BEGIN Source information

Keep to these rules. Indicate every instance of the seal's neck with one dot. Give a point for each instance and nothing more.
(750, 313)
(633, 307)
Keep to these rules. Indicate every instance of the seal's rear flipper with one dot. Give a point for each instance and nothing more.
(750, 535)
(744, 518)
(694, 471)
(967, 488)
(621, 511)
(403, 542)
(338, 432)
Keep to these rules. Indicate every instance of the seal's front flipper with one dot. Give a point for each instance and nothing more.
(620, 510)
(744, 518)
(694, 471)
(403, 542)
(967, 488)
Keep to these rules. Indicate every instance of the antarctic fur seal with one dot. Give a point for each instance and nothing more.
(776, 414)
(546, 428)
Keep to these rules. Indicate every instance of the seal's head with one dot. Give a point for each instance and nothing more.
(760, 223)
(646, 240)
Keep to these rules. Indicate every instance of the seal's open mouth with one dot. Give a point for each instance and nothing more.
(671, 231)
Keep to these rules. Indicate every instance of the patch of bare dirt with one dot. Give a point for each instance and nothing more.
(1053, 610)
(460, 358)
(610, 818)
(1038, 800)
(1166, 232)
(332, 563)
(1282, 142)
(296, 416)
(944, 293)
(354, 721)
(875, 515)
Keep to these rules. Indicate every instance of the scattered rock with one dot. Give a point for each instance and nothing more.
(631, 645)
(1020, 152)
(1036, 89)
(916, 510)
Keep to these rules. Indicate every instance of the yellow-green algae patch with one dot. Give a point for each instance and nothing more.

END Source information

Task goal: The full listing above should be transcribed exactly.

Written answer:
Keep to these rules. Indicate every instance of the seal's neck with one dot. Give a point for each instance and nothing more.
(750, 313)
(633, 307)
Keep to these rules. Indicate every instance of the seal's rear flipper with one dot. Give a point for each instance and nothing more.
(750, 535)
(744, 518)
(694, 471)
(967, 488)
(621, 511)
(403, 542)
(338, 432)
Keep to these rules. Indicate every instance of the seal's front flipper with one dot. Give a point for each instance and nothing more.
(620, 510)
(744, 518)
(694, 471)
(403, 542)
(967, 488)
Keep to these rules. Indicate every instance of the antarctic fur seal with one dot. Give a point for each instance and nothing more.
(776, 414)
(546, 428)
Keep to these rules. Indicate every instance of the seal's head with one dot. Give a point for each instance and nothing more.
(760, 223)
(646, 240)
Keep to these rules. Indicate every instance of the seal's open mouth with one dot. Give a point for each instance and nothing more.
(671, 231)
Keep to these rules. Indicate every instance of the patch of bare dirt with one dot. Give a point for each instance and nothing more.
(1053, 610)
(460, 358)
(610, 818)
(1038, 800)
(1166, 232)
(332, 563)
(1282, 142)
(296, 416)
(944, 293)
(354, 721)
(875, 515)
Keep to these rules. Indicate every instance of the scattered rock with one dot. Give a point for each instance and nothing more.
(631, 645)
(1020, 152)
(1036, 89)
(916, 510)
Keep to these rules. Indicate every instance of the yellow-green algae patch with one dot. Give a point for each instance and nothing more.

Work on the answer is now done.